*TASKS TO COMPLETE*.
• A. In the plasmid construction passage, which restriction enzyme is used to release the polynucleotide encoding 18B from the KA assembly vector?
• B. Write out the plasmid construction passage from "An E. coli/B." to "minutes at 95° C.", substituting "distilled" for "deionized".

*EXERCISE PASSAGE*.
◆ ◆ ◆

An E. coli/B. subtilis shuttle and expression plasmid is first constructed. The polynucleotide encoding 18B is transferred, using a Gibson reaction, to plasmid pBE-S (Takara Bio Inc.). Plasmid pBE-S(SEQ ID NO: 1512) is amplified using primers BES-F (5′-AAGACGATGACGATAAGGACTATAAAGATGATGACGACAAATAATGCGGTAGTT TATCAC-3′) (SEQ ID NO: 2831) and BES-R (5′-CCAGCGCCTGGACCGTAACCCGGCCGCAGCCTGCGCAGACATGTTGCTGAACGC CATCGT-3′) (SEQ ID NO: 2832) in a PCR reaction. The reaction mixture consists of 1 μl of 10 μM BES-F, 1 μl of 10 μM BES-R, 0.5 μg of pBE-S DNA (in 1 μl volume), 22 μl of deionized H2O, and 25 μl of Phusion High-Fidelity PCR Master Mix (NEB catalog M0531S). The mixture is thermocycled according to the following program:


1) Denature for 5 minutes at 95° C.


2) Denature for 30 seconds at 95° C.


3) Anneal for 30 seconds at 55° C.


4) Extend for 6 minutes at 72° C.


5) Repeat steps 2-4 for 29 additional cycles


6) Perform a final extension for 5 minutes at 72° C.


The product is subjected to gel electrophoresis, and the product of approximately 6000 bp is isolated, then extracted using a Zymoclean Gel DNA Recovery Kit (Zymo Research) according to the manufacturer's instructions. The polynucleotide encoding 18B is isolated by digestion of 18B in the KA assembly vector using restriction enzyme BtgZI, followed by gel electrophoresis, fragment isolation, and gel extraction. The pBE-S and 18B fragments are joined together using Gibson Assembly Master Mix (New England Biolabs) according to the manufacturer's instructions, and the resulting plasmid transformed into E. coli using standard techniques for subsequent clonal isolation, DNA amplification, and DNA purification. The resulting plasmid, pBE-S-18B (SEQ ID NO: 1513), is then diversified by insertion of various signal peptides (the “SP DNA mixture”) according to the manufacturer's instructions. A mixture of pBE-S-18B plasmids containing different secretion signal peptides is then transformed into B. subtilis strain RIK1285 according to the manufacturer's instructions. 96 of the resulting colonies are incubated in TY medium (10 g/L tryptone, 5 g/L yeast extract, 5 g/L NaCl) for 48 hours, at which point the cells are pelleted and the supernatant is analyzed by western blot for expression of the 18B polypeptide.

◆ ◆ ◆

*DATA TO EXAMINE*.
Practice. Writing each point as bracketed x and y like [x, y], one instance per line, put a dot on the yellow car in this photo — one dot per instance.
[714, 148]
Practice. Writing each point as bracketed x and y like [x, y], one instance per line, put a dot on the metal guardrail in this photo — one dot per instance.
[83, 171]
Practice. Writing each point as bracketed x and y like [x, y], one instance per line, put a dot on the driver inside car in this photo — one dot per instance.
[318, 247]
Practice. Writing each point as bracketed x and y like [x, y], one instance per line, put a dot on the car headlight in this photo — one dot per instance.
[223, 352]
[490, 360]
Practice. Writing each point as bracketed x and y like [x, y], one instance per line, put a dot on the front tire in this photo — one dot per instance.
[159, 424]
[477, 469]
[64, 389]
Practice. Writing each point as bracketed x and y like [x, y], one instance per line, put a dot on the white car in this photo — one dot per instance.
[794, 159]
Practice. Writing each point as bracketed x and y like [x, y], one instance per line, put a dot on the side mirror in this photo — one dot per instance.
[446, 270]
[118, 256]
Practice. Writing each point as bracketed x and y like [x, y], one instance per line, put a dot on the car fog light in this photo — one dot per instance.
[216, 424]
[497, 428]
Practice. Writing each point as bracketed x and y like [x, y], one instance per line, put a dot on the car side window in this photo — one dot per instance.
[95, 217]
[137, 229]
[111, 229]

◆ ◆ ◆

*YOUR RESPONSES*.
• A. BtgZI

• B.
An E. coli/B. subtilis shuttle and expression plasmid is first constructed. The polynucleotide encoding 18B is transferred, using a Gibson reaction, to plasmid pBE-S (Takara Bio Inc.). Plasmid pBE-S(SEQ ID NO: 1512) is amplified using primers BES-F (5′-AAGACGATGACGATAAGGACTATAAAGATGATGACGACAAATAATGCGGTAGTT TATCAC-3′) (SEQ ID NO: 2831) and BES-R (5′-CCAGCGCCTGGACCGTAACCCGGCCGCAGCCTGCGCAGACATGTTGCTGAACGC CATCGT-3′) (SEQ ID NO: 2832) in a PCR reaction. The reaction mixture consists of 1 μl of 10 μM BES-F, 1 μl of 10 μM BES-R, 0.5 μg of pBE-S DNA (in 1 μl volume), 22 μl of distilled H2O, and 25 μl of Phusion High-Fidelity PCR Master Mix (NEB catalog M0531S). The mixture is thermocycled according to the following program:


1) Denature for 5 minutes at 95° C.